The Chandler newspaper dynasty dated to the early 1880s, when Harry Chandler and Harrison Gray Otis began to turn a minor publication into a major voice of conservative policy- and king-making. Their concerns were in crushing unions and buying water rights and land.
The Chandlers became one of the foremost families of the West, known for a personal asceticism and sense of civic obligation. Harry Chandler's son was Norman Chandler, also a talented businessman but lacking the ferocity of his father. Norman married Dorothy Buffum, called "Buff," an ambitious daughter of a Long Beach, Calif., dry goods dealer.
Buff Chandler was credited with shaping her son's destiny by strategically sidelining her brother-in-law when it came time to choose a successor to her husband.
Otis Chandler, born in Los Angeles on Nov. 23, 1927, was a strapping figure who captained the track team at Stanford University before graduating in 1950.
Around that time, at Lake Arrowhead, Calif., he met his first wife, Marilyn "Missy" Brant. He later told the Christian Science Monitor: "She saw some large character dive off a water tower into the lake. Nobody had ever jumped or dove from that height before. She asked somebody who . . . was that character. That was me. And we met later that night."
The marriage ended in divorce.
After service in the Air Force during the Korean War, Mr. Chandler began his apprenticeship in the family business and became an assistant to his father.
During his reign as publisher, Mr. Chandler saw the Los Angeles Times receive six Pulitzer Prizes. But his own reputation suffered when the Wall Street Journal revealed his role in the GeoTek investment scam. In contrast, the Times largely hid the story, which involved an oil-and-gas drilling enterprise run by a college friend named Jack Burke.
Burke used Mr. Chandler to find high-profile investors -- including actor Kirk Douglas and Washington Redskins owner Jack Kent Cooke -- but the company was a sham, and most concerned lost millions of dollars. Burke pleaded guilty to making false statements to the Securities and Exchange Commission and served more than a year in prison.
After a three-year SEC investigation, charges were dropped against Mr. Chandler in 1975. However, the physical and emotional toll of the GeoTek affair weighed on him, and old intestinal ailments flared up.
In 1980, shortly before his second marriage, Mr. Chandler announced that he would step down as publisher of the Times. He was succeeded by Tom Johnson, a former publisher of the Dallas Times Herald and the first non-member of the Otis or Chandler families to run the paper in 100 years.

Source material —
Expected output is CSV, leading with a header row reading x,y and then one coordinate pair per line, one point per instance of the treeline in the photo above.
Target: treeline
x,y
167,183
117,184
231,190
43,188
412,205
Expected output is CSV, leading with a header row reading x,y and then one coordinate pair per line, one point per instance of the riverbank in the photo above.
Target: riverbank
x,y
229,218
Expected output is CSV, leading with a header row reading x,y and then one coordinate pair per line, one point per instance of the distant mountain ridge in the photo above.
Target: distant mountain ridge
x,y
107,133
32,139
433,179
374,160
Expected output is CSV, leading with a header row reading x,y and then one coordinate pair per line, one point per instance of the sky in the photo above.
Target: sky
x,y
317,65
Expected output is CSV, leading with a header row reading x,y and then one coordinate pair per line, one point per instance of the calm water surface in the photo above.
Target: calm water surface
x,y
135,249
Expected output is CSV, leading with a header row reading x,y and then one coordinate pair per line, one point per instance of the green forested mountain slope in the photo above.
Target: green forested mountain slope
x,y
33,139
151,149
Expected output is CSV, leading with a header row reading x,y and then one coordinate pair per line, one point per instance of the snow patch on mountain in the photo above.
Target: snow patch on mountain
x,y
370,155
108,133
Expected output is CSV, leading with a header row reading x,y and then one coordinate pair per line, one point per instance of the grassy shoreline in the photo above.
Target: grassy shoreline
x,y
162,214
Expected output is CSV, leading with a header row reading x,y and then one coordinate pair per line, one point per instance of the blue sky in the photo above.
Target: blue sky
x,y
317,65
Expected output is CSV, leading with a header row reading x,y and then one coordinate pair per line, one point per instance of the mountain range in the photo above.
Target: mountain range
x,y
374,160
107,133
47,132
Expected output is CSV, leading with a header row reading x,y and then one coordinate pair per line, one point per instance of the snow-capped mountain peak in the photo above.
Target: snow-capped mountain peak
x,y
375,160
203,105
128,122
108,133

Requirement — Extend the account of Otis Chandler and his newspaper family, picking up after its final sentence.

Answer space —
Mr. Chandler held a series of executive positions with the parent company, Times Mirror, which had grown into a $1.4 billion communications giant, but mostly raced muscle cars, collected vintage motorcycles and hunted jaguar and musk ox, the last once trampling him during an outing in northwestern Canada.
Meanwhile, a younger generation of the arch-conservative branch of the Chandler family began taking a more active role in the paper's operations. They helped install bottom-line managers, among them the cereal company executive Mark Willes.
Willes, who had no publishing experience, prompted a staff revolt by seeming to endorse collaboration between advertising and editorial sides of the newspaper. The most vivid example of this was the special Sunday magazine issue celebrating a downtown sports complex in 1999.
Such tangles threw the Otis Chandler era in high relief as a halcyon period. Mr. Chandler appeared a hero to many when he wrote an open letter to the staff criticizing current management, and he said he felt Willes was upending a reputation for the paper that he helped build. He told the New York Times: "I don't want my obituary to read, 'Otis had all these opportunities to be helpful and he just stayed away and said it's not my problem.' "
Soon after, Willes was ousted and the Chicago-based Tribune Co. bought the Times Mirror Co.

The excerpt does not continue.